__What is required__.
Any pictures should be dropped; everything else in the records is to be returned exactly.

————————

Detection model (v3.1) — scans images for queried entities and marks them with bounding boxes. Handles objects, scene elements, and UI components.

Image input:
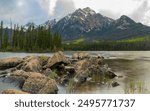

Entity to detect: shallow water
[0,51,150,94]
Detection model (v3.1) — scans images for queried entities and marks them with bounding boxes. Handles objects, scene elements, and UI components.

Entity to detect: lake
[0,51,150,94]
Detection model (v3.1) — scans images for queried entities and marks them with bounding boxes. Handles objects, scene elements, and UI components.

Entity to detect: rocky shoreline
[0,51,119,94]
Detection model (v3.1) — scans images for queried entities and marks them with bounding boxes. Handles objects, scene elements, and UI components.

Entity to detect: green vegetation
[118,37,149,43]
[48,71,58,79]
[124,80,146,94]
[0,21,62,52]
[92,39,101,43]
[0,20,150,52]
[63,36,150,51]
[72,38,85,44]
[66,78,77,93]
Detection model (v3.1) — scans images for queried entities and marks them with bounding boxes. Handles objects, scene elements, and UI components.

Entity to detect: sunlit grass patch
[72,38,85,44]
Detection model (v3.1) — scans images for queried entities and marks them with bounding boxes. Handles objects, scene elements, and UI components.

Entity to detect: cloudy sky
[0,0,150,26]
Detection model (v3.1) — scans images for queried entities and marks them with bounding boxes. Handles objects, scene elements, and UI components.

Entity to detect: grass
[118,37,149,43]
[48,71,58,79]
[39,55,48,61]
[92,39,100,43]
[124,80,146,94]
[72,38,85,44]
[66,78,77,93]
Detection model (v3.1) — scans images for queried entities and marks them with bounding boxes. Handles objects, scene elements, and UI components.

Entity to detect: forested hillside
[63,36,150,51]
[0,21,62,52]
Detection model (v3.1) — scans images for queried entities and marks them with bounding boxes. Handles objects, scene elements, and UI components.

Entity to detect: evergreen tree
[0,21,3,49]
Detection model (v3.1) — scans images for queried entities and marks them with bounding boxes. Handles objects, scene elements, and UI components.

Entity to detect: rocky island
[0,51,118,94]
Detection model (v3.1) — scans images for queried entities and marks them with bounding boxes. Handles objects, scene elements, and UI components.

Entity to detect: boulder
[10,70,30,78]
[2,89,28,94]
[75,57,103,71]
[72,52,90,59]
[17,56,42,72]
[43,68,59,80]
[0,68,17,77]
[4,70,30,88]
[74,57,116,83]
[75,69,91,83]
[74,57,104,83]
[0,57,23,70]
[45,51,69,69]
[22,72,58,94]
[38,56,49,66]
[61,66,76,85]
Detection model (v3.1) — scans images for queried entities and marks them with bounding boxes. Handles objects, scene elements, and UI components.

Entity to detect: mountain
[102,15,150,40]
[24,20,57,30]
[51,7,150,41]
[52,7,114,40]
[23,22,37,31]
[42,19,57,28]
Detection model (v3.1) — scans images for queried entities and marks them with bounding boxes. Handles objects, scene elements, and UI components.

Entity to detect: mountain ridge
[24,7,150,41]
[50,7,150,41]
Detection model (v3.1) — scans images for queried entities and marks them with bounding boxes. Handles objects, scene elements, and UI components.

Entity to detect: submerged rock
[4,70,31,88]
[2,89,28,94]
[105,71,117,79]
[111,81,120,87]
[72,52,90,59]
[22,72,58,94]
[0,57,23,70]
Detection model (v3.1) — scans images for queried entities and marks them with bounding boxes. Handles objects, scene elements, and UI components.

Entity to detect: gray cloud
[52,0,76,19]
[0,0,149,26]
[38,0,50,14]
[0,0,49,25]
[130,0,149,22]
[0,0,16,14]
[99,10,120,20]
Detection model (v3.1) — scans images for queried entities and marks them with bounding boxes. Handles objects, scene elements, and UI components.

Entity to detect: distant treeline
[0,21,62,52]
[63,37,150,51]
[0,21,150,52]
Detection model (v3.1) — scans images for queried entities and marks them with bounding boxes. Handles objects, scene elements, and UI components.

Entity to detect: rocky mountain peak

————————

__Exercise answer__.
Detection model (v3.1) — scans images for queried entities and marks them with bounding boxes. Handles objects, scene elements, and UI components.

Image input:

Entity to detect: shallow water
[0,51,150,94]
Detection model (v3.1) — scans images for queried entities and marks them with bounding boxes. Handles objects, scene elements, and UI components.

Entity to detect: lake
[0,51,150,94]
Detection model (v3.1) — scans images for queried entities and marks them with bounding boxes. Handles objects, scene elements, and UI components.

Entity to detect: rocky shoreline
[0,51,119,94]
Detection model (v3.1) — scans images for queried entities and marks them with bounding boxes. Handles objects, scene elements, and UI components.

Entity to detect: green vegetation
[118,37,149,43]
[48,71,58,79]
[124,80,146,94]
[0,21,62,52]
[92,39,101,43]
[0,20,150,52]
[63,36,150,51]
[72,38,85,44]
[66,78,77,93]
Detection model (v3.1) — scans images for queried entities and marks them with bounding boxes. Handles objects, scene elements, and UI components.

Entity to detect: sunlit grass patch
[72,38,85,44]
Detection model (v3.1) — scans images for queried entities and marks them with bounding boxes. Handles objects, scene elements, and UI components.

Entity to detect: cloudy sky
[0,0,150,26]
Detection model (v3.1) — scans images for queried entities and marks them with bounding boxes. Handles objects, scene elements, and UI components.

Entity to detect: grass
[118,37,149,43]
[48,71,58,79]
[39,55,48,61]
[92,39,100,43]
[124,80,146,94]
[72,38,85,44]
[66,78,77,93]
Detection model (v3.1) — scans images for queried entities and marks them with bounding boxes. Handles objects, scene elements, and UI components.

Entity to detect: forested hillside
[63,36,150,51]
[0,21,62,52]
Detection model (v3.1) — scans images for queried entities and marks them with bounding boxes. Handles objects, scene elements, and UI components.

Entity to detect: evergreen tree
[0,21,3,49]
Detection model (v3.1) — scans images for queried entities and marks them with bounding boxes. Handles objects, scene elements, and UI components.

Entity to detect: rocky island
[0,51,118,94]
Detection model (v3.1) — scans images for queried entities and marks them with bounding boxes. Handles objects, scene elements, and UI components.

Entity to detect: boulder
[10,70,30,78]
[2,89,28,94]
[75,57,103,71]
[72,52,90,59]
[17,56,42,72]
[43,68,59,80]
[0,68,17,77]
[4,70,30,88]
[74,57,116,83]
[75,69,91,83]
[74,57,104,83]
[0,57,23,70]
[45,51,69,69]
[22,72,58,94]
[38,56,49,66]
[61,66,76,85]
Detection model (v3.1) — scans images for queried entities and marks them with bounding boxes. Handles objects, scene elements, and UI components.

Entity to detect: mountain
[102,15,150,40]
[24,20,57,30]
[51,7,150,41]
[52,7,114,40]
[23,22,37,31]
[42,19,57,28]
Detection model (v3.1) — scans images for queried entities and marks them with bounding boxes. Handles objects, scene elements, and UI components.

Entity to detect: mountain ridge
[24,7,150,41]
[50,7,150,41]
Detection model (v3.1) — scans images for queried entities and marks them with bounding boxes. Handles objects, scene elements, and UI components.

Entity to detect: submerged rock
[4,70,31,88]
[2,89,28,94]
[105,71,117,79]
[111,81,120,87]
[72,52,90,59]
[22,72,58,94]
[0,57,23,70]
Detection model (v3.1) — scans images for queried entities and marks them with bounding boxes. Handles objects, scene elements, and UI components.

Entity to detect: gray cloud
[52,0,76,19]
[0,0,149,26]
[38,0,50,14]
[0,0,49,25]
[130,0,149,22]
[0,0,16,14]
[99,10,120,20]
Detection model (v3.1) — scans images for queried entities and marks them with bounding boxes. Handles objects, scene elements, and UI components.

Entity to detect: distant treeline
[0,21,62,52]
[63,37,150,51]
[0,21,150,52]
Detection model (v3.1) — scans images for queried entities and marks them with bounding boxes. Handles objects, scene elements, and UI components.

Entity to detect: rocky mountain peak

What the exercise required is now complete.